• _Records for the task_:
************

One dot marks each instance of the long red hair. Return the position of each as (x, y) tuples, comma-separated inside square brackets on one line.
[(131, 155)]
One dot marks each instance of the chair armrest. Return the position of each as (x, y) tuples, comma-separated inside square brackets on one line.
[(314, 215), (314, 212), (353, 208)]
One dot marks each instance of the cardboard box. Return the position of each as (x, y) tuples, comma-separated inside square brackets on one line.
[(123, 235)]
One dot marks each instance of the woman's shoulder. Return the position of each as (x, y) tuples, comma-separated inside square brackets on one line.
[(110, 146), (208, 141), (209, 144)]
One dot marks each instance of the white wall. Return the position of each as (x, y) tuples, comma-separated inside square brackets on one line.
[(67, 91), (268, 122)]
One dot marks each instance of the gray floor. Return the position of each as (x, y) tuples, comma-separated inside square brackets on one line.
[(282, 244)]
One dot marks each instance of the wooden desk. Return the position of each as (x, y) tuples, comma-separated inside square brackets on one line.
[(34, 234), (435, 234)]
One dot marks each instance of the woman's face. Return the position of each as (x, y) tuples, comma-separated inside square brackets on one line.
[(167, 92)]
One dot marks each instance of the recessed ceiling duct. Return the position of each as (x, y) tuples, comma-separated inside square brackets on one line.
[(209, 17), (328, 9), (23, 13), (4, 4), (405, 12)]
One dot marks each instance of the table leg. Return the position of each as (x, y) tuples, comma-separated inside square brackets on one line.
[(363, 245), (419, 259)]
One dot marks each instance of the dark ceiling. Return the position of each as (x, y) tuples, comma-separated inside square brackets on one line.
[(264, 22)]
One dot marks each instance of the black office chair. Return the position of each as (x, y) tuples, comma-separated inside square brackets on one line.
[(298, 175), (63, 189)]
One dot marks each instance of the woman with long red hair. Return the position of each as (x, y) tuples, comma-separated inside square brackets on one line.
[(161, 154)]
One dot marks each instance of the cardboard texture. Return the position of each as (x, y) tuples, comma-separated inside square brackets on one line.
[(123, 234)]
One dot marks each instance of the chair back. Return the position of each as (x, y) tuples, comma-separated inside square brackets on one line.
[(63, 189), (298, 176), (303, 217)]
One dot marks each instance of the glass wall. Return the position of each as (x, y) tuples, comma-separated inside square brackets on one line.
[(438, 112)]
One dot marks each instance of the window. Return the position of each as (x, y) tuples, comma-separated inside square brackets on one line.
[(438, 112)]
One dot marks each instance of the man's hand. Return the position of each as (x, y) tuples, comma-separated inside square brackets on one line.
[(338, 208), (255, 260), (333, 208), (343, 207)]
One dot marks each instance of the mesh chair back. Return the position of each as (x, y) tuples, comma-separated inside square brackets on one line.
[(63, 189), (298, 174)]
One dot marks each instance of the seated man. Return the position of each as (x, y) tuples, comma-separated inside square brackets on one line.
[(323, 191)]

************

• _Problem requirements_:
Copy exactly, and only, the lines from the one containing "One dot marks each instance of the window." through the last line of the listing.

• _Solution to the problem_:
One dot marks each instance of the window. Return the position of each as (x, y) tuples, comma-separated inside square brackets on one line.
[(438, 112)]
One dot marks each instance of the man's hand. Return the position of each as (x, y) tuples, comma-separated inside square brackets on one line.
[(338, 208), (255, 260), (333, 208), (343, 207)]
One dot marks each instance of the mesh chair back. Return the position of each as (x, y) tuples, comma-separated inside square brackets on one line.
[(63, 189), (298, 174)]
One dot marks each instance of the seated man. Return the position of each as (x, y) tuples, comma-separated inside square brackets on one line.
[(323, 191)]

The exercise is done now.